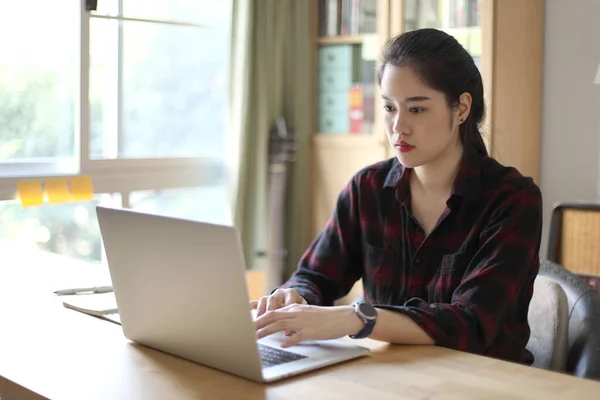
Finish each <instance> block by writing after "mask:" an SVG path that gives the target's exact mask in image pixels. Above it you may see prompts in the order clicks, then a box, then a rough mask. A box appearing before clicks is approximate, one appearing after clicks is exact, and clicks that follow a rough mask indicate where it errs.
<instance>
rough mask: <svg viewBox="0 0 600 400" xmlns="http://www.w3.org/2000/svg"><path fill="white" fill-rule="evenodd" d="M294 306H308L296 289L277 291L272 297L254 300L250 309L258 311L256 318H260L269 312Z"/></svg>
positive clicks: (301, 296)
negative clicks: (296, 305)
mask: <svg viewBox="0 0 600 400" xmlns="http://www.w3.org/2000/svg"><path fill="white" fill-rule="evenodd" d="M292 304H306V301H305V300H304V298H303V297H302V296H300V295H299V294H298V292H296V290H295V289H277V290H276V291H274V292H273V293H272V294H271V295H270V296H263V297H261V298H260V299H258V300H252V301H251V302H250V307H251V308H252V309H256V318H258V317H260V316H261V315H263V314H264V313H265V312H267V311H273V310H277V309H278V308H281V307H285V306H289V305H292Z"/></svg>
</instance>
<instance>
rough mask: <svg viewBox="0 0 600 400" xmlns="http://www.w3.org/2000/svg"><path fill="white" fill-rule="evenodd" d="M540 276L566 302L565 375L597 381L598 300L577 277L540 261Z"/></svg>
mask: <svg viewBox="0 0 600 400" xmlns="http://www.w3.org/2000/svg"><path fill="white" fill-rule="evenodd" d="M540 276H543V277H546V278H549V279H550V280H551V281H553V282H555V283H557V284H558V285H560V287H561V288H562V290H563V291H564V293H565V295H566V298H567V303H568V319H569V323H568V332H567V359H566V368H565V371H566V372H567V373H570V374H573V375H576V376H580V377H584V378H591V379H596V380H600V299H599V298H598V295H597V294H596V292H595V291H594V290H593V289H592V288H591V287H590V286H589V285H587V284H586V283H585V282H584V281H583V280H582V279H581V278H580V277H578V276H577V275H575V274H574V273H572V272H570V271H568V270H567V269H565V268H564V267H562V266H561V265H559V264H556V263H554V262H552V261H549V260H542V262H541V264H540V271H539V275H538V278H539V277H540Z"/></svg>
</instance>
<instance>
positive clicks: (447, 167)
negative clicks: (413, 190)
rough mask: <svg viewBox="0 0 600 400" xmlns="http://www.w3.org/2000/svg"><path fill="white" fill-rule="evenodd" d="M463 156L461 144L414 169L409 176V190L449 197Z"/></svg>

## THE TASK
Answer with the exact lines running from the one that contains "negative clicks: (413, 190)" through the last line of the data. Include no other line.

## ANSWER
negative clicks: (413, 190)
rough mask: <svg viewBox="0 0 600 400" xmlns="http://www.w3.org/2000/svg"><path fill="white" fill-rule="evenodd" d="M463 156L461 144L414 169L409 176V190L449 197Z"/></svg>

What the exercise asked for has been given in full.